— STATED TASK —
Rewrite the entries below with every "the still above" changed to "the image above", keeping everything else the same.

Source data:
========

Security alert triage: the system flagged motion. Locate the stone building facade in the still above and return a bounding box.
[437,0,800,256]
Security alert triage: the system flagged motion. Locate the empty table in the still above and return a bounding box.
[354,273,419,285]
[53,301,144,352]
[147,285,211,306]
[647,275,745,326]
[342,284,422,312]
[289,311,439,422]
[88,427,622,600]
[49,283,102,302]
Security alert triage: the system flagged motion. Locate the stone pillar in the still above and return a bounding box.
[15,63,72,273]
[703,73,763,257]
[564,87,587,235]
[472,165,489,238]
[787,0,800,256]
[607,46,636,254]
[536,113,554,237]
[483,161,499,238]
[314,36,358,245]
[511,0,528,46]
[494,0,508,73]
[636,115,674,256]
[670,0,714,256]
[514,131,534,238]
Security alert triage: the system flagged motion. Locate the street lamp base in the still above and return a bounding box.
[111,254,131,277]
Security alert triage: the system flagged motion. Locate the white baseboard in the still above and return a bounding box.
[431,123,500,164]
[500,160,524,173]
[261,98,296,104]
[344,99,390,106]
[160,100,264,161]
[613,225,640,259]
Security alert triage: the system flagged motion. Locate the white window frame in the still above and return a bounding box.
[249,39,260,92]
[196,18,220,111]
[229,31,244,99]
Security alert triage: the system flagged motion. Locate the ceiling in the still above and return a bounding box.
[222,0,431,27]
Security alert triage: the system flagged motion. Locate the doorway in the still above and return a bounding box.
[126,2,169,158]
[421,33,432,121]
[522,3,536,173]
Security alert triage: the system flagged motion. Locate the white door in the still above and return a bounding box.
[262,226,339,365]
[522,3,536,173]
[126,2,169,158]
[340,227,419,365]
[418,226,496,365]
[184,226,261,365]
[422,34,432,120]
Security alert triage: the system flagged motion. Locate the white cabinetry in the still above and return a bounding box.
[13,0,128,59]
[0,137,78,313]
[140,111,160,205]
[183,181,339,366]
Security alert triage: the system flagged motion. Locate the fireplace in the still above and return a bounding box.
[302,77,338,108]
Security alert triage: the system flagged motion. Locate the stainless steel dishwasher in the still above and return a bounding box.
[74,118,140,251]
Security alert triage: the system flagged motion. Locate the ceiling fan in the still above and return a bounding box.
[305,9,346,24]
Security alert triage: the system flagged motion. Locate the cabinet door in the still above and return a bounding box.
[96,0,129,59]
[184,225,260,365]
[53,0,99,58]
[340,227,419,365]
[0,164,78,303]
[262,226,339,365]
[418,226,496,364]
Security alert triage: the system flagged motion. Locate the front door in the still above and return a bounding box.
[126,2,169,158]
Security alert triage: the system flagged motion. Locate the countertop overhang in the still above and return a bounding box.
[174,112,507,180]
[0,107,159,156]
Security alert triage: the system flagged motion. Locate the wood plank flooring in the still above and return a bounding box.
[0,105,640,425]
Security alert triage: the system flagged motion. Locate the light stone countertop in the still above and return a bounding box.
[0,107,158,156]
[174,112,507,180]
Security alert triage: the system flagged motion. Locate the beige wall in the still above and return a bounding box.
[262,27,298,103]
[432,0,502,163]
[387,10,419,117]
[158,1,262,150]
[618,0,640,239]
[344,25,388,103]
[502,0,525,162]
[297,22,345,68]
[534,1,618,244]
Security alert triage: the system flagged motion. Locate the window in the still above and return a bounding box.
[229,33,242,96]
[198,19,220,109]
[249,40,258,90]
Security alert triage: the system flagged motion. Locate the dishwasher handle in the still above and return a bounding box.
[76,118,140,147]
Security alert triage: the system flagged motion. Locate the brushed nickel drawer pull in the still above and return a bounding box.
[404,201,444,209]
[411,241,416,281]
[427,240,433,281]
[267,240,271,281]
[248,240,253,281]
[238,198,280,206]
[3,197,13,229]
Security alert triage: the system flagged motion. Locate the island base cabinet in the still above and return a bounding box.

========

— RESULT BELOW —
Security alert triage: the system flagged motion. Locate the stone building facade in the image above and return a bounding box.
[437,0,800,256]
Security alert triage: the system flagged motion. Locate the empty table in the image above and return a bounding box.
[354,273,419,285]
[53,301,144,352]
[147,285,211,306]
[647,275,745,326]
[342,284,422,312]
[289,311,439,422]
[88,427,622,600]
[49,283,102,302]
Security alert triage: the system flagged motion. Locate the stone pillar in the image above and return a bounding box.
[15,63,72,273]
[703,73,763,257]
[564,87,587,235]
[472,165,489,238]
[787,0,800,256]
[607,46,636,254]
[536,113,554,237]
[483,161,499,238]
[314,36,358,245]
[511,0,528,46]
[494,0,508,73]
[636,115,674,256]
[670,0,714,256]
[514,131,534,238]
Security alert triage: the system flagged motion. Locate the street lamp base in the image above and return a bounding box.
[111,254,131,277]
Security alert triage: the system flagged motion. Locate the white baseboard in the image above and return a bounding box.
[431,123,500,164]
[500,160,524,173]
[261,98,296,104]
[344,99,390,106]
[160,100,264,161]
[613,225,640,259]
Security alert triage: the system flagged motion. Locate the white window frame in the image above and return a bounding box.
[249,39,260,92]
[196,18,220,111]
[229,31,244,99]
Security alert triage: the system flagged motion. Locate the ceiling in the image above and return a bounding box.
[222,0,431,27]
Security alert triage: the system flagged motion. Locate the doorway in the image above and return a bounding box.
[126,2,169,158]
[421,33,432,121]
[522,3,536,173]
Security alert triage: the system flagged motion. Locate the white door in the image above and return a bounding box.
[262,226,339,365]
[522,3,536,173]
[126,2,169,158]
[340,227,419,365]
[418,226,496,365]
[184,226,261,365]
[422,34,432,120]
Security alert triage: the system flagged motion. Locate the white cabinetry in the image above and return a bounding box.
[13,0,128,59]
[0,137,78,313]
[140,111,160,205]
[183,181,339,366]
Security alert triage: the system flagged motion. Locate the fireplace in the image above and return a bounding box.
[302,77,338,108]
Security alert triage: the system flagged motion. Locate the stainless steel dishwasher in the image above and return a bounding box.
[74,118,140,251]
Security alert triage: the system flagged motion. Locate the ceiling fan in the image above and return a bounding box.
[305,9,346,24]
Security alert triage: the system flagged motion. Locate the cabinet door in the image above and return a bounding box.
[96,0,129,59]
[184,225,260,365]
[53,0,99,58]
[340,227,419,365]
[0,164,78,303]
[262,226,339,365]
[418,226,496,364]
Security alert triage: the system flagged motion. Locate the front door in the image above and return a bounding box.
[126,2,169,158]
Security alert triage: the system flagged motion. Locate the countertop overhang in the image above and return a bounding box.
[174,112,507,180]
[0,107,159,156]
Security alert triage: the system flagged motion. Locate the wood plank flooring in the image above and return a bounding box.
[0,105,640,425]
Security alert triage: the system flagged motion. Locate the light stone countertop in the image above and return a bounding box.
[0,107,158,156]
[174,112,507,180]
Security alert triage: the system flagged motion. Locate the beige wall in the image above and return a bounding box.
[262,27,298,103]
[432,0,502,163]
[387,10,419,117]
[158,1,262,150]
[618,0,640,239]
[344,25,388,103]
[502,0,525,162]
[297,22,345,68]
[534,1,618,244]
Security alert triage: the system flagged motion. Locate the window in the image above and return a bounding box.
[229,33,242,96]
[198,19,220,109]
[249,40,258,90]
Security alert triage: the system flagged motion. Locate the dishwasher handle in the image above and return a bounding box.
[76,118,140,147]
Security alert triage: the system flagged motion. Locate the brushed nickel drawer pull in the image above and return a bounding box.
[404,201,444,209]
[411,241,416,281]
[427,240,433,281]
[267,240,271,281]
[248,240,253,281]
[238,198,280,206]
[3,197,13,229]
Security alert triage: the system flagged motion. Locate the island base cabinet in the image above and return a bounding box.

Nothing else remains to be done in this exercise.